How to cope with estrangement on Father's Day

How to cope with estrangement on Father's Day

Father’s Day brings with it a crush of ads reminding us to treat one of the most important men in our lives to something special.

Commercials for cheese hampers and beer-of-the-month subscriptions skyrocket thanks to the assumption that everyone must, surely, have a dad worthy of such delights.

But what if you don’t?

Counselling Directory member Debbie Fletcher tells us: ‘We all have our own unique relationship with our fathers, based on a shared or sometimes an unshared history, so Father’s Day is not always a joy-filled occasion.

‘For some of us, it can bring up difficult and painful emotions, which are hard to ignore when everywhere you look you see the “perfect” father and child relationship.’

First, let’s break down some of those feelings before we get to tips on how to cope with them.

‘Feelings around estrangement can be complex, or surprising – sadness, anger, guilt, or even relief – can all come into play,’ Debbie explains. ‘Anger at the way you have been treated, guilt over cutting off someone who is struggling with something that makes them someone you cannot safely have in your life, or maybe sadness for the relationship you have slowly drifted away from.

### Questions:
a. From the article on Father's Day estrangement, list every feeling that Debbie Fletcher says can come into play around estrangement.
b. Decide whether each statement agrees with the article on Father's Day estrangement, and support each yes or no with a quotation from it: (i) Debbie Fletcher is a member of Counselling Directory. (ii) Commercials for cheese hampers drop off around Father's Day. (iii) The article offers coping tips before it discusses the feelings involved.
c. Reproduce word for word the stretch of the article on Father's Day estrangement from "Father’s Day brings" through "cope with them.".

### Stored records:
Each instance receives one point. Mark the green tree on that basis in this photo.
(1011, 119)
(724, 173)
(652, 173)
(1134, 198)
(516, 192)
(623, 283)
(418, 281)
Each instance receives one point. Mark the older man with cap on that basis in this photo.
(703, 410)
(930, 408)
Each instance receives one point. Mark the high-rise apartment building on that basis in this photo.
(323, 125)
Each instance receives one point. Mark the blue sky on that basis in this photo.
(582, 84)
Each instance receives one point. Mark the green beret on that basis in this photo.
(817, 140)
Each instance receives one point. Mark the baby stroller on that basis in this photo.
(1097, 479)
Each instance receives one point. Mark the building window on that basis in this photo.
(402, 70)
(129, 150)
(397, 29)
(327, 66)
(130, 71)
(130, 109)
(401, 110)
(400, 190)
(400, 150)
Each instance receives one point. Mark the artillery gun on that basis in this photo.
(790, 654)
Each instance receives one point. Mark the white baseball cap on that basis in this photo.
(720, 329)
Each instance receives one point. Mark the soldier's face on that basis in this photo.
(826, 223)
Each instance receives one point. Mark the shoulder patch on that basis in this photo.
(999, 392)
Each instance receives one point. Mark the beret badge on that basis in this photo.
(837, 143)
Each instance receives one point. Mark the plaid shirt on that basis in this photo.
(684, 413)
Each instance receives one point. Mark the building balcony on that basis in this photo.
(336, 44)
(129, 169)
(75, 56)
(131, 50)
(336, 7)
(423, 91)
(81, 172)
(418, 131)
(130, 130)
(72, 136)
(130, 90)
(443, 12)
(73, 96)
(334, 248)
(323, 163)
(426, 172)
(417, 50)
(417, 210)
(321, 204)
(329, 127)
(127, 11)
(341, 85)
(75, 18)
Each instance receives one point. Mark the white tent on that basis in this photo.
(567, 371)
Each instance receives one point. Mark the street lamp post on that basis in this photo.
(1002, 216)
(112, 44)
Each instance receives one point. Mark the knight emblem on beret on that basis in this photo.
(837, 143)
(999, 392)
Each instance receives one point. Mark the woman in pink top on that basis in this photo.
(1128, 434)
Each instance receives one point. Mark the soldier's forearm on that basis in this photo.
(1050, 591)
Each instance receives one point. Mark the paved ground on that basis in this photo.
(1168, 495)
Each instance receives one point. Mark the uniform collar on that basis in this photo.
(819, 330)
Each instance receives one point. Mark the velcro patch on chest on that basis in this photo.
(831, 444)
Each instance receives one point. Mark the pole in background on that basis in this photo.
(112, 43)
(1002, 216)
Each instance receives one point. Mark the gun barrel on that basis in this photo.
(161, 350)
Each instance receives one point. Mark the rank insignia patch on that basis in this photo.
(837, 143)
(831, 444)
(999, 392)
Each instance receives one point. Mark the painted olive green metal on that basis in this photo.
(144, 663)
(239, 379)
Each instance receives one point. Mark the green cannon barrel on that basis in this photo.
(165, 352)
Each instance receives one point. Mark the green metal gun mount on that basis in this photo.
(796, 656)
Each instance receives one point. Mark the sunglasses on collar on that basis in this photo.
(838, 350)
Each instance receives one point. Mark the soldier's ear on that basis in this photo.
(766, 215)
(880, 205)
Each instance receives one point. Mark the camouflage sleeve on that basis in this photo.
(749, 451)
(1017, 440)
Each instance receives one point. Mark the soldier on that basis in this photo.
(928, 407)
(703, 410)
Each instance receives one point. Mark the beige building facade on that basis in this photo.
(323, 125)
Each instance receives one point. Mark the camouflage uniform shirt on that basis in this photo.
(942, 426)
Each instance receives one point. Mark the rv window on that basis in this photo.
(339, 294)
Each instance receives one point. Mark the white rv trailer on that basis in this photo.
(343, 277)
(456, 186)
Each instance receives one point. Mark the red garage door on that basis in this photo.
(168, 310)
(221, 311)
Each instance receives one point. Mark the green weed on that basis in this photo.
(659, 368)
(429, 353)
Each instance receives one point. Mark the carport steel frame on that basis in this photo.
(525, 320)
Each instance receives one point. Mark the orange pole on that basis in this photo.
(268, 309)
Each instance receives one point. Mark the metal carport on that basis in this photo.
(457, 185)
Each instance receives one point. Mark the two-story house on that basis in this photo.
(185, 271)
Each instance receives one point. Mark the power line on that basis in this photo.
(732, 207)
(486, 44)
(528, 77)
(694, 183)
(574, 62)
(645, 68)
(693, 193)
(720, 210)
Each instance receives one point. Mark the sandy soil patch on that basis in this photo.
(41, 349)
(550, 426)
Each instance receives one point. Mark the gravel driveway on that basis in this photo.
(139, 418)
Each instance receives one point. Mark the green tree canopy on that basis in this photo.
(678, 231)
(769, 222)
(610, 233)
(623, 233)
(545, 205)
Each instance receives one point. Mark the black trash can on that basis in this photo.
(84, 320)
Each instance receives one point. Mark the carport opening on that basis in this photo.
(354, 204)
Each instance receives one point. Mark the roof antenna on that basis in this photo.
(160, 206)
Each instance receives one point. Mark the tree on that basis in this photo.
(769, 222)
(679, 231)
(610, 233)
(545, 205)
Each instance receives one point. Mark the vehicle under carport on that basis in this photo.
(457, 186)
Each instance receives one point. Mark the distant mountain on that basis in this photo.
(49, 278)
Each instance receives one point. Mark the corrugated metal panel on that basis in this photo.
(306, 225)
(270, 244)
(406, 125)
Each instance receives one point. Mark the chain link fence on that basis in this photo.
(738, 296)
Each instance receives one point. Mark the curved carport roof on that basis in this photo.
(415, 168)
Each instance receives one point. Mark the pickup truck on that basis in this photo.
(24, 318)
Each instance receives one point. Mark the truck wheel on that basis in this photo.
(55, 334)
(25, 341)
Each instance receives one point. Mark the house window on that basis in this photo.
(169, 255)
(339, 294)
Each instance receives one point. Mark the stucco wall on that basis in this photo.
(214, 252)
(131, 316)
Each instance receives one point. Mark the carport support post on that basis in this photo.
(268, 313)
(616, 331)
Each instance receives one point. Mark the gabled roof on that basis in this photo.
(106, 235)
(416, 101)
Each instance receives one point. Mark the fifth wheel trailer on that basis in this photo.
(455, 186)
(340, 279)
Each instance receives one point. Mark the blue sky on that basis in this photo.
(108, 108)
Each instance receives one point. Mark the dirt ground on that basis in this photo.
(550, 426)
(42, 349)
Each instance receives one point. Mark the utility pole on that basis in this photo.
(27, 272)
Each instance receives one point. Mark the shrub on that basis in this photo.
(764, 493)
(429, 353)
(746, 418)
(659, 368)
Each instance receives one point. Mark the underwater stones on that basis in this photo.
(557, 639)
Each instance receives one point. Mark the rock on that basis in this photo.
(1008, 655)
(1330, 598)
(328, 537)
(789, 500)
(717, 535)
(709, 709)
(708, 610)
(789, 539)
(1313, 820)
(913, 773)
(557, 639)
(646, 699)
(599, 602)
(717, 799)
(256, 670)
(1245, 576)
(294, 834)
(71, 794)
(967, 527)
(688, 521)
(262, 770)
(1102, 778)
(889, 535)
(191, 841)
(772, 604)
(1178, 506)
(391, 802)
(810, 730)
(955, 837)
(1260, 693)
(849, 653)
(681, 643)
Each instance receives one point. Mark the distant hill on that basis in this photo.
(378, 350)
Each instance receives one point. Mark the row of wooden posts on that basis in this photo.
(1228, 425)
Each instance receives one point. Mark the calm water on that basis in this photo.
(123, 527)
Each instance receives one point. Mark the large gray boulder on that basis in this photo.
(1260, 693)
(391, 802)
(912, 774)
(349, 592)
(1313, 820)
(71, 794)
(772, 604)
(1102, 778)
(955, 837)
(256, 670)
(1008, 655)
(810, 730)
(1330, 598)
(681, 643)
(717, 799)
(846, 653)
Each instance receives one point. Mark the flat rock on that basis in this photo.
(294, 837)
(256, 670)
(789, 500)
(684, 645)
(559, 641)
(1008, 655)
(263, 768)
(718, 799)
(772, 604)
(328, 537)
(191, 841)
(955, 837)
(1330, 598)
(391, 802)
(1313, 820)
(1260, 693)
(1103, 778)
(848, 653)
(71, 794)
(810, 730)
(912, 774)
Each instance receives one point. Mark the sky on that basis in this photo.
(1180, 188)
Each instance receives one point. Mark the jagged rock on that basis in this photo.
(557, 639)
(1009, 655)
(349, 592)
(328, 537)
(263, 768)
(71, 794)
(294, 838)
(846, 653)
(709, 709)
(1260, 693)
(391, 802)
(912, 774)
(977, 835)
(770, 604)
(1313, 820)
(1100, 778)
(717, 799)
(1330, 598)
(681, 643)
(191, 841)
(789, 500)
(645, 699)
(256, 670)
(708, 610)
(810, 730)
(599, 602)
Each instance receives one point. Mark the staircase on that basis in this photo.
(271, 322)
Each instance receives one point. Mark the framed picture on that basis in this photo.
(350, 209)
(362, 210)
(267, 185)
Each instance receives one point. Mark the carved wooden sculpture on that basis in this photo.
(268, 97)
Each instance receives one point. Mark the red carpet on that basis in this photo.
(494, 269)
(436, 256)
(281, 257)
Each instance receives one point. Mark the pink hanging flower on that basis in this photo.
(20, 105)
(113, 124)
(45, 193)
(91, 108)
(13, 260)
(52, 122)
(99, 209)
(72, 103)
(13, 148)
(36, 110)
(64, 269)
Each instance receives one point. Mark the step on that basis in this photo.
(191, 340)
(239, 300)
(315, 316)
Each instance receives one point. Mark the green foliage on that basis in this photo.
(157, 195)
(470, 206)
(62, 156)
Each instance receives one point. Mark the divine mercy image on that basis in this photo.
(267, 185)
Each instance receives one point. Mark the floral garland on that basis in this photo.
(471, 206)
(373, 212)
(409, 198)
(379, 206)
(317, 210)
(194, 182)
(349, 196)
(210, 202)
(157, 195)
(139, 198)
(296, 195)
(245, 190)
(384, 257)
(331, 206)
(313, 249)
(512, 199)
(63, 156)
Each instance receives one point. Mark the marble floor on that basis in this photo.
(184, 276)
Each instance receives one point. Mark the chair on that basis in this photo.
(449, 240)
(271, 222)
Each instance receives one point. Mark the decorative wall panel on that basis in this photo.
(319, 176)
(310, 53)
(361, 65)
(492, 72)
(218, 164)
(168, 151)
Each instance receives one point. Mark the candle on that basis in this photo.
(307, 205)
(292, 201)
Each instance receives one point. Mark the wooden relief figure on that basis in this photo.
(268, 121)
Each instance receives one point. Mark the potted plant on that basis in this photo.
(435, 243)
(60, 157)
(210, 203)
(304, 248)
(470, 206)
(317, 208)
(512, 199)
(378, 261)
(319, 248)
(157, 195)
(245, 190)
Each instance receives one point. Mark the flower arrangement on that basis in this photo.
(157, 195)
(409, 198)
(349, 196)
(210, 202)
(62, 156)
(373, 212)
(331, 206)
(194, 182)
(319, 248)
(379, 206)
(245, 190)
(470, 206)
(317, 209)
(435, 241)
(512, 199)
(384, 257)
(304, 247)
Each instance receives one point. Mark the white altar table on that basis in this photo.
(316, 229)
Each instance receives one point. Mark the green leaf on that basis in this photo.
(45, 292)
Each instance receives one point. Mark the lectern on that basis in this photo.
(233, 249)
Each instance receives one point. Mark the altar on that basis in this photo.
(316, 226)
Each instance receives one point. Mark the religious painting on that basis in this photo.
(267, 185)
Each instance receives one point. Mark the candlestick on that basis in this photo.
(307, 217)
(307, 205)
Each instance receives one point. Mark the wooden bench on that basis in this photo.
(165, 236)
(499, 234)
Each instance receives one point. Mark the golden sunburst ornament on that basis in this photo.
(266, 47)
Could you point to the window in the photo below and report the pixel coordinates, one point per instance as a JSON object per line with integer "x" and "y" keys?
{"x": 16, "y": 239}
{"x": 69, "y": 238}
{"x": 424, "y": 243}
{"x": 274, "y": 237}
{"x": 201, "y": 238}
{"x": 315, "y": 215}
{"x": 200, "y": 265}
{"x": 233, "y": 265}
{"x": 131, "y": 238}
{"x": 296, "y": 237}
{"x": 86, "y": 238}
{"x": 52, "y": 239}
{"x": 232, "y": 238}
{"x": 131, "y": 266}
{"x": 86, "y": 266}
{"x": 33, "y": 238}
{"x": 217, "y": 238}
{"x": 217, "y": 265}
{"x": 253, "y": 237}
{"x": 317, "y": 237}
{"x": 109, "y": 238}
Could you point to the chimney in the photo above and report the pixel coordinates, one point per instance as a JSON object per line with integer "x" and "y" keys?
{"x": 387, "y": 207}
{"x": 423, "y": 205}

### Solved problems:
a. sadness, anger, guilt, relief

b.
(i) Yes: "Counselling Directory member Debbie Fletcher tells us"
(ii) No: "Commercials for cheese hampers and beer-of-the-month subscriptions skyrocket"
(iii) No: "First, let’s break down some of those feelings before we get to tips on how to cope with them."

c.
Father’s Day brings with it a crush of ads reminding us to treat one of the most important men in our lives to something special.

Commercials for cheese hampers and beer-of-the-month subscriptions skyrocket thanks to the assumption that everyone must, surely, have a dad worthy of such delights.

But what if you don’t?

Counselling Directory member Debbie Fletcher tells us: ‘We all have our own unique relationship with our fathers, based on a shared or sometimes an unshared history, so Father’s Day is not always a joy-filled occasion.

‘For some of us, it can bring up difficult and painful emotions, which are hard to ignore when everywhere you look you see the “perfect” father and child relationship.’

First, let’s break down some of those feelings before we get to tips on how to cope with them.